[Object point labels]
----------

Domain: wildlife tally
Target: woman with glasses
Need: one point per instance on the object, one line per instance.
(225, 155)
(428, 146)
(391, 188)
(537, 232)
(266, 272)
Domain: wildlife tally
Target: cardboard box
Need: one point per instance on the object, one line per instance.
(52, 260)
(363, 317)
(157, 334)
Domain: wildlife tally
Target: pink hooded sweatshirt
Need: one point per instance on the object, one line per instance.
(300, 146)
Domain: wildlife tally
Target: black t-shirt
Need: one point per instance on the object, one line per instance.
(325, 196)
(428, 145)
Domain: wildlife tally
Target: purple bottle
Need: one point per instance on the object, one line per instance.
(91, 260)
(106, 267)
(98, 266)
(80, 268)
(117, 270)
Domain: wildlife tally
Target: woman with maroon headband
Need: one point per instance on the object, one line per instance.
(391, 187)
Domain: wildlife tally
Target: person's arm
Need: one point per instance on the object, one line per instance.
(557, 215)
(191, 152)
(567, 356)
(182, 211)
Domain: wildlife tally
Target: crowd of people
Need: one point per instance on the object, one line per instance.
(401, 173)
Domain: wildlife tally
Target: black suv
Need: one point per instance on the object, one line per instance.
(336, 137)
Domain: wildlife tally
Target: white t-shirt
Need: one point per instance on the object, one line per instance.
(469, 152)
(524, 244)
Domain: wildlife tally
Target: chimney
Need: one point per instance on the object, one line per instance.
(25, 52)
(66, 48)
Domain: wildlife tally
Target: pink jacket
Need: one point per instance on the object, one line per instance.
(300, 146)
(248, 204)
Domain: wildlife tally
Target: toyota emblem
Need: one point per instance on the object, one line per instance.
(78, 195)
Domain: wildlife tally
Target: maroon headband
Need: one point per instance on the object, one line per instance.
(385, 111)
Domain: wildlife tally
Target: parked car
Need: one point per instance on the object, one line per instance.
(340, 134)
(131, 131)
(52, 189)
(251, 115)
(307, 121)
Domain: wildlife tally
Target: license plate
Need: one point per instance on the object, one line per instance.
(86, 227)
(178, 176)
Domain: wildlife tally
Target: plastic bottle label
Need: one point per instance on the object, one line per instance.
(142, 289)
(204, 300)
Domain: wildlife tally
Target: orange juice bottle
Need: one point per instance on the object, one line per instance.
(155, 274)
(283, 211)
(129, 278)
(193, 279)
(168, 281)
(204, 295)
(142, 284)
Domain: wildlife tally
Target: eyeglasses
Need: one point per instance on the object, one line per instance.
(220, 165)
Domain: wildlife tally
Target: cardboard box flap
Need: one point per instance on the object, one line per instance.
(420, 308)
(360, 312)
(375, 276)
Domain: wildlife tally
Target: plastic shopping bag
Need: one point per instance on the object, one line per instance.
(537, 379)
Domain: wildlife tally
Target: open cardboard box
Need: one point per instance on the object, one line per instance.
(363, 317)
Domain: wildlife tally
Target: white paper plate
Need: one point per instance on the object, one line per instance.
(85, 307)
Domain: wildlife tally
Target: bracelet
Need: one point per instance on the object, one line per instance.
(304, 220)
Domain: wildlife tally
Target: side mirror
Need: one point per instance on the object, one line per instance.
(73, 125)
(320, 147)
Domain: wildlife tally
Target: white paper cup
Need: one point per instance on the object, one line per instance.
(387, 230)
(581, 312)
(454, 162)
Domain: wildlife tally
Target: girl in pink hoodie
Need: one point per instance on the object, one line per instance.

----------

- [Aim]:
Above are some records; extract every one of them exactly.

- [Solution to this exercise]:
Domain: wildlife tally
Target: woman with glasses
Need: one point per instance on the object, one line per instance.
(225, 155)
(428, 146)
(391, 188)
(537, 232)
(266, 272)
Domain: wildlife tally
Target: cardboard box
Need: one point per instance on the object, one line per instance.
(52, 260)
(363, 317)
(157, 334)
Domain: wildlife tally
Target: pink hooded sweatshirt
Need: one point per instance on the object, one line per instance.
(300, 146)
Domain: wildlife tally
Target: black t-shirt
Need: one point per instance on the object, one line per instance.
(325, 196)
(428, 145)
Domain: wildlife tally
Target: purple bottle
Need: one point per instance on the object, one line per instance.
(91, 260)
(106, 267)
(98, 266)
(80, 268)
(117, 270)
Domain: wildlife tally
Target: woman with maroon headband
Need: one point per instance on the object, one line per instance.
(391, 187)
Domain: wildlife tally
Target: person's arm
Need: one point per instance on the object, one line per instance.
(557, 215)
(191, 152)
(567, 356)
(182, 211)
Domain: wildlife tally
Target: crowd of people
Need: one point per instance on the object, one line per instance.
(401, 173)
Domain: wildlife tally
Target: black suv
Need: one point per instance on the object, one line per instance.
(336, 137)
Domain: wildlife tally
Target: white t-shirt
Need: one point per instance on the object, one line per instance.
(469, 152)
(524, 244)
Domain: wildlife tally
Target: chimney
Need: one point per instance on the object, one line per instance.
(25, 52)
(66, 48)
Domain: wildlife tally
Target: pink jacket
Need: one point per instance on the object, one line per instance.
(300, 146)
(248, 204)
Domain: wildlife tally
Target: toyota emblem
Need: one point per instance on the object, one line per instance.
(78, 195)
Domain: wildlife tally
Target: maroon headband
Need: one point per instance on the object, one line per instance.
(385, 111)
Domain: wildlife tally
Target: parked car
Need: one point per instance on the object, one line per instance.
(340, 134)
(131, 131)
(52, 189)
(251, 115)
(307, 121)
Domain: wildlife tally
Target: license plate
Need: one point per instance on the object, one line per instance.
(86, 227)
(178, 176)
Domain: wildlife tally
Target: plastic bottle label
Need: one point per instance on the object, one line per instance.
(142, 289)
(204, 300)
Domain: wildlife tally
Target: orange juice bottle
Need: one point per instance on the object, one line per instance.
(155, 274)
(283, 211)
(129, 278)
(193, 279)
(168, 281)
(204, 295)
(142, 284)
Domain: wildlife tally
Target: eyeglasses
Need: one point per instance on the object, one line per instance.
(220, 165)
Domain: wildlife tally
Target: cardboard box flap
Need: one point per instance on the object, one line per instance.
(420, 308)
(360, 312)
(375, 276)
Domain: wildlife tally
Target: plastic shopping bag
Need: one point per instance on the object, one line per instance.
(537, 379)
Domain: wildlife tally
Target: open cardboard box
Need: one point per instance on the object, one line per instance.
(363, 317)
Domain: wildlife tally
Target: white paper plate
Need: one point per instance on the object, one line per instance.
(85, 307)
Domain: wildlife tally
Target: bracelet
Need: one point per instance on the object, one line per instance.
(304, 220)
Domain: wildlife tally
Target: side mirror
Need: one point per instance on the object, one line per instance.
(73, 125)
(320, 147)
Domain: wildlife tally
Target: white paper cup
Need: one point per instance on the object, one line per instance.
(387, 230)
(581, 312)
(454, 162)
Domain: wildlife tally
Target: girl in pink hoodie
Need: one point per instance on the object, one line per instance.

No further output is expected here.